= Work item =
Bring together copies of the lines in the data below that contain the word "bush".

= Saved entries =

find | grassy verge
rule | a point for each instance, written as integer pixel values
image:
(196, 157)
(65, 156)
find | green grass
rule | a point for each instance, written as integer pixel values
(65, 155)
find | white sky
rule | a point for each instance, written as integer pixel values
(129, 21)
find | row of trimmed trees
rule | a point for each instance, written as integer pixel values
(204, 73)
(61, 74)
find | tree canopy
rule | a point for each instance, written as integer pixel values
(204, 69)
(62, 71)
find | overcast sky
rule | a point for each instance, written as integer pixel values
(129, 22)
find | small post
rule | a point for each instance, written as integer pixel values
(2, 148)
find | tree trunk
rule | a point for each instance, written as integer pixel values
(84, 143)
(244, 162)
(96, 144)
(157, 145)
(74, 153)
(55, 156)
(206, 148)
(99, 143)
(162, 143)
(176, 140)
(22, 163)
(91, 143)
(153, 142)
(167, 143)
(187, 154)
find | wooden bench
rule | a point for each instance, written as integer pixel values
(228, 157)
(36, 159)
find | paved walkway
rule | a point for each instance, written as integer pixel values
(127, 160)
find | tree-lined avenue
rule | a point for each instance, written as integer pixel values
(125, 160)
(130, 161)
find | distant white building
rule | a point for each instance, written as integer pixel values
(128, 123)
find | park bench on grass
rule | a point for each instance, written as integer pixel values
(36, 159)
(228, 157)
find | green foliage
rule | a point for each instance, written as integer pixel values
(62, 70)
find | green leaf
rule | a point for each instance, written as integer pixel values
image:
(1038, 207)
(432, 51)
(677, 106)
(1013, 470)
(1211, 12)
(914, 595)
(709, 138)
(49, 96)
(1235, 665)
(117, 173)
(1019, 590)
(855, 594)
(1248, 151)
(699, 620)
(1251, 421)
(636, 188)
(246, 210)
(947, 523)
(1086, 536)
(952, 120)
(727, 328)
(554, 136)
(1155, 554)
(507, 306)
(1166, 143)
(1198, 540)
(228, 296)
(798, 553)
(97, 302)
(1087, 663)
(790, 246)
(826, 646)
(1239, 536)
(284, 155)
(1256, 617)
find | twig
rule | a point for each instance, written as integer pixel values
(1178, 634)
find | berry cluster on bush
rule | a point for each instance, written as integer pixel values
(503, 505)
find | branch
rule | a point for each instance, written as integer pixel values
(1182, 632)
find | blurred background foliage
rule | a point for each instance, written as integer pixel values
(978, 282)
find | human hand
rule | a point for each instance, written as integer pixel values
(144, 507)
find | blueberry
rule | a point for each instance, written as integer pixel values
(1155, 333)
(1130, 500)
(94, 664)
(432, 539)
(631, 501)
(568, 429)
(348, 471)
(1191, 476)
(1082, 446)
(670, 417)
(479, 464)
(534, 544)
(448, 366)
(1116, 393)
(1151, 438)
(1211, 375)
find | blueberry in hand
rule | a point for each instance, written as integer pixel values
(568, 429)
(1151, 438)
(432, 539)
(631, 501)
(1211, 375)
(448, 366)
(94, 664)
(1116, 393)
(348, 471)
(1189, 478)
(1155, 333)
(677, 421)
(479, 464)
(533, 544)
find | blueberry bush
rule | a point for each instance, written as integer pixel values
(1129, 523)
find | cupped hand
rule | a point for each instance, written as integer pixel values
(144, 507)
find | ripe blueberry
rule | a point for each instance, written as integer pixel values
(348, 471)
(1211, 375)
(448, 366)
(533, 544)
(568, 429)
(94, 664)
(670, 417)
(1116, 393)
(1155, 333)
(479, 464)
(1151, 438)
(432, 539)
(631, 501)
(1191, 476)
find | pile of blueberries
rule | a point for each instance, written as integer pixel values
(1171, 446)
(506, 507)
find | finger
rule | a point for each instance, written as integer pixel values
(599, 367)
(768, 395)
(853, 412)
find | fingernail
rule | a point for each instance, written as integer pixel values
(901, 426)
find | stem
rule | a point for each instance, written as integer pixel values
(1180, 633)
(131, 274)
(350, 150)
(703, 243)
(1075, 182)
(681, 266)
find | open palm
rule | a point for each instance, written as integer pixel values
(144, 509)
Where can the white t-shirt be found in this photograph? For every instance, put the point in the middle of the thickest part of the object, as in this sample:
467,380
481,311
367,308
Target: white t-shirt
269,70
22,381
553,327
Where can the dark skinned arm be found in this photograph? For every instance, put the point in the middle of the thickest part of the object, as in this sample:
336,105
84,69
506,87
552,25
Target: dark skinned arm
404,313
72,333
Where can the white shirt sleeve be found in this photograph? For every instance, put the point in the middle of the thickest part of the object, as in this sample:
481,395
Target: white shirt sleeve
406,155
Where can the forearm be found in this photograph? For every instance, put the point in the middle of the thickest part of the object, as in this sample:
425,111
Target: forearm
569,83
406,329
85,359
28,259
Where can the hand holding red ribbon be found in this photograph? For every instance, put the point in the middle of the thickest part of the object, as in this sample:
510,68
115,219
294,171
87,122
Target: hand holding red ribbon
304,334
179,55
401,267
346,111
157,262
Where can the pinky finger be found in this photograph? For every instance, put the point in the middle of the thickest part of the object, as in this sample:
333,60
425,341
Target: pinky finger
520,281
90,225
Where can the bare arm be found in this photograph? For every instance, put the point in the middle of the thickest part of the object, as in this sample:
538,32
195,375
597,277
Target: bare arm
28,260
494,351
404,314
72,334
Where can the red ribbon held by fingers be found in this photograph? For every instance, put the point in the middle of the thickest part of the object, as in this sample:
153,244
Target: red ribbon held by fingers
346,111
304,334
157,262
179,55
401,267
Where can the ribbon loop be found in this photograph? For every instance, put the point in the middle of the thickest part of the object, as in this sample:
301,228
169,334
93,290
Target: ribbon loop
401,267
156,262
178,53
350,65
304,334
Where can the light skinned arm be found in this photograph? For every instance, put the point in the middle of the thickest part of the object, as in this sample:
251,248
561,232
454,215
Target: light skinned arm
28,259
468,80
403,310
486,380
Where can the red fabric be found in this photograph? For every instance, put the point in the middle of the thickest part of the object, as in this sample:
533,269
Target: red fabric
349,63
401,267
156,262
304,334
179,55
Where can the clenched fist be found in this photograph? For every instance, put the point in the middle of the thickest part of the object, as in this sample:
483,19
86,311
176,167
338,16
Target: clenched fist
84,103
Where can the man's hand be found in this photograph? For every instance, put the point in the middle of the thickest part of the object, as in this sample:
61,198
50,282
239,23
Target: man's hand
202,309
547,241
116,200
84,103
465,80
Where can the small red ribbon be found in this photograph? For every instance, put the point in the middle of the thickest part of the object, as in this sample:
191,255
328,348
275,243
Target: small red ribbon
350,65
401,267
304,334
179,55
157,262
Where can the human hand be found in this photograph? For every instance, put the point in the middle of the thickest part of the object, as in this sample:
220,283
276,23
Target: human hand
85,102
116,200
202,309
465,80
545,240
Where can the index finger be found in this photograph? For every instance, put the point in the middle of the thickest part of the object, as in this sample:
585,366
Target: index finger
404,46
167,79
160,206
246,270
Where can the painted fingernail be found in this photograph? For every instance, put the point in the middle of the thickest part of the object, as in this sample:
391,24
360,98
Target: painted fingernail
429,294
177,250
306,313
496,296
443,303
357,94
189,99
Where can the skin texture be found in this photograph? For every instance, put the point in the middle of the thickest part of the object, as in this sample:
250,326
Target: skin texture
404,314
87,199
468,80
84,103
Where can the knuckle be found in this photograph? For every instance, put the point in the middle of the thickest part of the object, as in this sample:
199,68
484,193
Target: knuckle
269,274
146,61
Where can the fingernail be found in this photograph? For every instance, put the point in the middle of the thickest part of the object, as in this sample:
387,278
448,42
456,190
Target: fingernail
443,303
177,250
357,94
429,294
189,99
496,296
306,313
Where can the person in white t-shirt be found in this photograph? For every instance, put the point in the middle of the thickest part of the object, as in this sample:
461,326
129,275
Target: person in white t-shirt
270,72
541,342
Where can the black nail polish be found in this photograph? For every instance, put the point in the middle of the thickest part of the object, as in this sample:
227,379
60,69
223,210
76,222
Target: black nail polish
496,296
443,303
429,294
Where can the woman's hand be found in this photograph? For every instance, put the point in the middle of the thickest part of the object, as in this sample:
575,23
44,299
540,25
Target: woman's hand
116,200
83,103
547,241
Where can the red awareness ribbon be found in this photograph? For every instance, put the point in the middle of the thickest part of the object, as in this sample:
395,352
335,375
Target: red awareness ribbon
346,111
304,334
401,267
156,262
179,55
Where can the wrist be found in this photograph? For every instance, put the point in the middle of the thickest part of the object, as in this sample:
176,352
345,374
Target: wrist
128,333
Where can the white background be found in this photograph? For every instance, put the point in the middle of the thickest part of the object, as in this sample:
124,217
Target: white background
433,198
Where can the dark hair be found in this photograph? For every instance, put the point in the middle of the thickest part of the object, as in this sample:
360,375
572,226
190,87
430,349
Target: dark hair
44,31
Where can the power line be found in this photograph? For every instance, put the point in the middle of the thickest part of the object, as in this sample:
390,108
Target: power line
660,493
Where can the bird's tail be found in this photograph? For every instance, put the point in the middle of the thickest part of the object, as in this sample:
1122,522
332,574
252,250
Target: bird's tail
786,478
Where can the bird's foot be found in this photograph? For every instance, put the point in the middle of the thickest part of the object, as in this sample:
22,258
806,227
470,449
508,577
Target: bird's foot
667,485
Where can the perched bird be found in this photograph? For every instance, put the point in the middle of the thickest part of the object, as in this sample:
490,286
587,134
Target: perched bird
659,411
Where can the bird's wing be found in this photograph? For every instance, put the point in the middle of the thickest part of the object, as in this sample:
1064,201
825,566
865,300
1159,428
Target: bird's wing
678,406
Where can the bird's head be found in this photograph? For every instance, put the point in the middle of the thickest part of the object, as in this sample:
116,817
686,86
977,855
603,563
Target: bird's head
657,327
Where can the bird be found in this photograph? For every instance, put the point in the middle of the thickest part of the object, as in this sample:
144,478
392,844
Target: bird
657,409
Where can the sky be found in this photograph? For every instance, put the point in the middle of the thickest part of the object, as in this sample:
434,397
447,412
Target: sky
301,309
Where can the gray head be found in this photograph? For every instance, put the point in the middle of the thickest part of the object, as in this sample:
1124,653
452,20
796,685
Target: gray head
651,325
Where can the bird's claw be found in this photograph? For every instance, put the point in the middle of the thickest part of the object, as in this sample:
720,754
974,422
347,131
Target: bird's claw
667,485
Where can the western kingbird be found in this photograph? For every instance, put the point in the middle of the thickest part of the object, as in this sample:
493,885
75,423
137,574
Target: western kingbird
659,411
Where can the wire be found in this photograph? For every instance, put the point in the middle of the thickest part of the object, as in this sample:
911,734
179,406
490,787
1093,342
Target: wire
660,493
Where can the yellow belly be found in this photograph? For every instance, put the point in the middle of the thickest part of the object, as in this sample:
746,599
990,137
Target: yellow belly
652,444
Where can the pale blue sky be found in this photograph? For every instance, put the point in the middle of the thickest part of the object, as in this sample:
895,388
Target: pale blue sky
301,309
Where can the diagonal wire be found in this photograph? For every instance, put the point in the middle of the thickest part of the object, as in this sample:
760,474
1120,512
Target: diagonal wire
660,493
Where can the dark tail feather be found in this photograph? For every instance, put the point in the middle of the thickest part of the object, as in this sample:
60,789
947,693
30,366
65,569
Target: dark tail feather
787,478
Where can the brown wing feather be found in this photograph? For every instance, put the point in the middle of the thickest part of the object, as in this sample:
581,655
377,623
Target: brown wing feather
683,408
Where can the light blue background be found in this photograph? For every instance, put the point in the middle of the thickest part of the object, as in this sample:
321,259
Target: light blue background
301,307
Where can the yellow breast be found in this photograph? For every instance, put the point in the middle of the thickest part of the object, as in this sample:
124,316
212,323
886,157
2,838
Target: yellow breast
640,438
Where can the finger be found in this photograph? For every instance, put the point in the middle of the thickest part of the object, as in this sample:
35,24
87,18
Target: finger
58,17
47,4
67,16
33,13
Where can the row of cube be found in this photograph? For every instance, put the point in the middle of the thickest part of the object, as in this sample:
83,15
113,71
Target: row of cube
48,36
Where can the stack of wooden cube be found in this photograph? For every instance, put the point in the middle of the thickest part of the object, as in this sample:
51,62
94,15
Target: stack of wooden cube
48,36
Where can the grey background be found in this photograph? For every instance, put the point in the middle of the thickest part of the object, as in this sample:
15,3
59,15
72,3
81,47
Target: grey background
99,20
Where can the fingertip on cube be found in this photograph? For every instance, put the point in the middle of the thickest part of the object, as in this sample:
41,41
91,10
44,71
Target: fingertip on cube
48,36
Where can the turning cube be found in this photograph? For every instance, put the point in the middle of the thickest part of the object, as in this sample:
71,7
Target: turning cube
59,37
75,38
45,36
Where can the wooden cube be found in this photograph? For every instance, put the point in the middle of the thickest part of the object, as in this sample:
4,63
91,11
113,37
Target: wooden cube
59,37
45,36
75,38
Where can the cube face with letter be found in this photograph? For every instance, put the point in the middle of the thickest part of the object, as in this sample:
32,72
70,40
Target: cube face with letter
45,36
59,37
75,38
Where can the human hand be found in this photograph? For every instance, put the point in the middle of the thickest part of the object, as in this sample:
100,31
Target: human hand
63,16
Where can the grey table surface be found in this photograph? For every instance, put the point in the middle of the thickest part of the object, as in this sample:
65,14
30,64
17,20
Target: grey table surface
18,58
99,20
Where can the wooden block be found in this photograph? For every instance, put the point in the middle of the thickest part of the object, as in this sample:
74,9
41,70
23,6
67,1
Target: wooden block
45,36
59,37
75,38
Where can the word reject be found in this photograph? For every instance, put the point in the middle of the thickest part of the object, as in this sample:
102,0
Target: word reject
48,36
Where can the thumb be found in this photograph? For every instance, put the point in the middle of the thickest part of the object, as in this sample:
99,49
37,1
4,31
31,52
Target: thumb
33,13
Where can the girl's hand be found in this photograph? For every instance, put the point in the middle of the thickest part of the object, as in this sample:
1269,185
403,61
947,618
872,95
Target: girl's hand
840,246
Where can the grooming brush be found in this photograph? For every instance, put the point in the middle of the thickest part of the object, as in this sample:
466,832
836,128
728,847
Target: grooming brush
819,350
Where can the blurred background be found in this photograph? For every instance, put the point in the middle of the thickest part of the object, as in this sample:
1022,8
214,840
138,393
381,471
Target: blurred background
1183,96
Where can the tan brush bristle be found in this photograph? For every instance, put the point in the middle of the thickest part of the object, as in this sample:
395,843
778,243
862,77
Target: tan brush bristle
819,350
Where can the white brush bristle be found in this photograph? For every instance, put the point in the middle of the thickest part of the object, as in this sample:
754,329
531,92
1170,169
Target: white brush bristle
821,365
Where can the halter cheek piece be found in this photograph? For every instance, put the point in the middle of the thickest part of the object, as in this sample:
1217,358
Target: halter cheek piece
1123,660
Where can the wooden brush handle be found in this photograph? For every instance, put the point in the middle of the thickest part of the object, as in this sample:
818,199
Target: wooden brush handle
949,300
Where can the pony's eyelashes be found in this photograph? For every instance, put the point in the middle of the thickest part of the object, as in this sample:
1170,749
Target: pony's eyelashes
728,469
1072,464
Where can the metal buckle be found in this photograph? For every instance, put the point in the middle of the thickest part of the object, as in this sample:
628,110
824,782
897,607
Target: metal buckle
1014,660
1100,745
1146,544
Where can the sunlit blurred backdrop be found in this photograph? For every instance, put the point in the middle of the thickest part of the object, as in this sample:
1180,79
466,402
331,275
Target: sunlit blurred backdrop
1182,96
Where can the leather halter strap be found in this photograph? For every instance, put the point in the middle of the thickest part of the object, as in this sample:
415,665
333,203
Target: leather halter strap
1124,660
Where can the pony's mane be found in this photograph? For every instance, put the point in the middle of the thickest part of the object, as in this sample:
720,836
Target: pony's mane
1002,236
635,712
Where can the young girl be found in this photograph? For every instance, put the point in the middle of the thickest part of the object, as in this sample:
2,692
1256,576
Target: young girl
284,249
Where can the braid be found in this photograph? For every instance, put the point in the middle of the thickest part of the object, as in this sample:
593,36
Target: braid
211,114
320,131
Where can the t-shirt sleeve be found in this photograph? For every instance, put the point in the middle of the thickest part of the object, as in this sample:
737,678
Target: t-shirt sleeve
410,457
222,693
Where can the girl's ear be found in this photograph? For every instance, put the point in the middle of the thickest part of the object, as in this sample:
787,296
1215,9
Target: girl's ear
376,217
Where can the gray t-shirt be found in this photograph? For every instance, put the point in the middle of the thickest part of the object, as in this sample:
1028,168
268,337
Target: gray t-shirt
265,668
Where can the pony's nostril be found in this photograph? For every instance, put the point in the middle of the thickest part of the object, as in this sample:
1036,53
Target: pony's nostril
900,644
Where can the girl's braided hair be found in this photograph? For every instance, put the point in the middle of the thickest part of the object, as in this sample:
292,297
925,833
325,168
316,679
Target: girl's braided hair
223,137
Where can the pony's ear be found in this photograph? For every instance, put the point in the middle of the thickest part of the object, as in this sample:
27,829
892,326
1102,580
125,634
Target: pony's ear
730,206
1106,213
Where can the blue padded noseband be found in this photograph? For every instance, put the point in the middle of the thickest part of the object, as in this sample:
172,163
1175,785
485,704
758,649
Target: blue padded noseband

= Answer section =
find | berry cluster on bush
find | blueberry bush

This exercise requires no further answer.